Se si è verificato un aborto e il feto e la placenta sono stati espulsi, non è necessario alcun trattamento.

Se il feto è vivo e la cervice non si è aperta (minaccia di aborto), nessun trattamento specifico è utile, ma il medico valuta periodicamente i sintomi della donna o esegue un’ecografia.

Alcuni medici consigliano alle donne di evitare attività fisica troppo energica e, se possibile, di rimanere a riposo. Tuttavia non vi sono prove chiare che tali limitazioni siano efficaci. Come pure non vi sono evidenze che l’astenersi dai rapporti sessuali possa essere utile.

Se parte dei tessuti del feto o della placenta rimangono nell’utero dopo un aborto o in caso di morte fetale senza espulsione del feto, i medici possono procedere in uno dei seguenti modi:

  • Se la donna non presenta febbre e non dà segni di malessere, viene tenuta sotto stretta osservazione per vedere se l’utero espelle il contenuto da solo. La sicurezza di questo approccio dipende da quanto tessuto rimane, come appare l’utero all’ecografia della pelvi e se l’aborto si ritenga avvenuto.

#####

Come procedere — Stampi senza alcuna modifica il tratto del brano sul trattamento dell'aborto che va da "Alcuni medici consigliano" fino a "si ritenga avvenuto.". I record riportati di seguito provengono da una fonte diversa dal brano.

#####

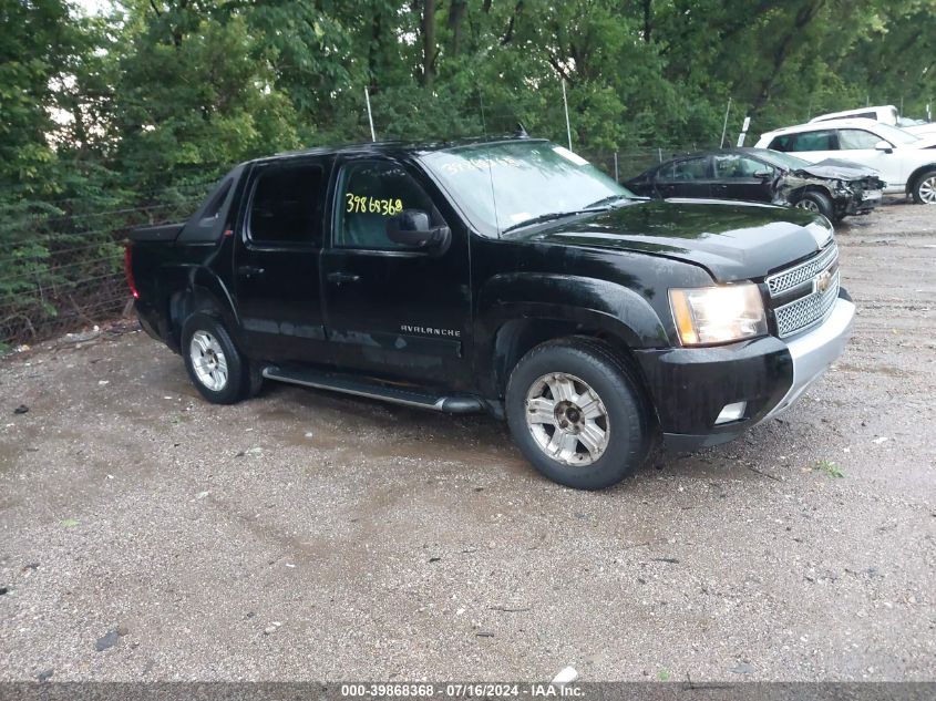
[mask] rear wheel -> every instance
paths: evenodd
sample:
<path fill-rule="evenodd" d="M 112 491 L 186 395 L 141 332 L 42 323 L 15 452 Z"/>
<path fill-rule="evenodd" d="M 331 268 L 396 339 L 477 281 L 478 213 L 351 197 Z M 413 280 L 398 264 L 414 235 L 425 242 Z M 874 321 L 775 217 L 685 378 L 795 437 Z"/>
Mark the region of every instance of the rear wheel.
<path fill-rule="evenodd" d="M 832 221 L 835 217 L 835 212 L 832 208 L 832 200 L 829 199 L 829 196 L 823 195 L 822 193 L 803 193 L 802 197 L 800 197 L 793 206 L 798 209 L 805 209 L 806 212 L 821 214 L 830 221 Z"/>
<path fill-rule="evenodd" d="M 927 171 L 916 178 L 912 194 L 918 205 L 936 205 L 936 171 Z"/>
<path fill-rule="evenodd" d="M 222 322 L 194 313 L 182 328 L 182 355 L 195 389 L 214 404 L 233 404 L 249 384 L 246 359 Z"/>
<path fill-rule="evenodd" d="M 629 369 L 586 338 L 534 348 L 511 373 L 507 423 L 544 476 L 577 489 L 620 482 L 647 458 L 650 415 Z"/>

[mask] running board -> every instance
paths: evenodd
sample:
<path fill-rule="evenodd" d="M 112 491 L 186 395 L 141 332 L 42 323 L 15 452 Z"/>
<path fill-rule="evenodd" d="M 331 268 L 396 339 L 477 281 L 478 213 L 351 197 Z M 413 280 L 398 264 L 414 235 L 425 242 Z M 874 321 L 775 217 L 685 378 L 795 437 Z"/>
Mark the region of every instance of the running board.
<path fill-rule="evenodd" d="M 484 404 L 474 396 L 440 396 L 428 392 L 404 390 L 399 386 L 381 384 L 351 375 L 299 368 L 279 368 L 267 365 L 263 375 L 269 380 L 301 384 L 317 390 L 331 390 L 343 394 L 379 399 L 394 404 L 431 409 L 449 414 L 474 414 L 484 411 Z"/>

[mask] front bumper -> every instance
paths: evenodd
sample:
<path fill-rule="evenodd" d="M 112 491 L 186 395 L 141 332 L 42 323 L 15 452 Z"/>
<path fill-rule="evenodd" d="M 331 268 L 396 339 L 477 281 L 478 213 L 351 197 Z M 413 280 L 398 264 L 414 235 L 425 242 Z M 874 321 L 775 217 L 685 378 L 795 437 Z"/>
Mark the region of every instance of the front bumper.
<path fill-rule="evenodd" d="M 840 216 L 870 214 L 881 204 L 883 192 L 880 189 L 856 190 L 835 199 Z"/>
<path fill-rule="evenodd" d="M 718 445 L 793 404 L 842 354 L 855 306 L 842 289 L 825 321 L 798 336 L 720 348 L 636 351 L 668 449 Z M 743 415 L 716 424 L 729 404 Z"/>

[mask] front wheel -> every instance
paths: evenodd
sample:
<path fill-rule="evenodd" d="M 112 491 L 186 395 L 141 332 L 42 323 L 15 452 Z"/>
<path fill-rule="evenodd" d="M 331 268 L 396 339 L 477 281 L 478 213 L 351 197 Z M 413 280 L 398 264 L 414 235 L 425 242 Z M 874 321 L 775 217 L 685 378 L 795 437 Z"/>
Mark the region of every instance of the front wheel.
<path fill-rule="evenodd" d="M 927 171 L 916 178 L 912 194 L 918 205 L 936 205 L 936 171 Z"/>
<path fill-rule="evenodd" d="M 215 317 L 199 312 L 185 320 L 182 357 L 195 389 L 213 404 L 234 404 L 247 391 L 247 361 Z"/>
<path fill-rule="evenodd" d="M 544 476 L 601 489 L 636 471 L 650 449 L 650 411 L 627 365 L 586 338 L 537 346 L 507 384 L 511 433 Z"/>

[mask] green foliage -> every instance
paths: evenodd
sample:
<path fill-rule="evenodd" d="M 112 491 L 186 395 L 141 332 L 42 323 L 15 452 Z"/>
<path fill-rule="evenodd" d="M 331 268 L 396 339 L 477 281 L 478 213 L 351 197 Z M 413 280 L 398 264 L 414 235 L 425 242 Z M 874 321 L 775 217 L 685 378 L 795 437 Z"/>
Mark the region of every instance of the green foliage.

#####

Risultato richiesto —
Alcuni medici consigliano alle donne di evitare attività fisica troppo energica e, se possibile, di rimanere a riposo. Tuttavia non vi sono prove chiare che tali limitazioni siano efficaci. Come pure non vi sono evidenze che l’astenersi dai rapporti sessuali possa essere utile.

Se parte dei tessuti del feto o della placenta rimangono nell’utero dopo un aborto o in caso di morte fetale senza espulsione del feto, i medici possono procedere in uno dei seguenti modi:

  • Se la donna non presenta febbre e non dà segni di malessere, viene tenuta sotto stretta osservazione per vedere se l’utero espelle il contenuto da solo. La sicurezza di questo approccio dipende da quanto tessuto rimane, come appare l’utero all’ecografia della pelvi e se l’aborto si ritenga avvenuto.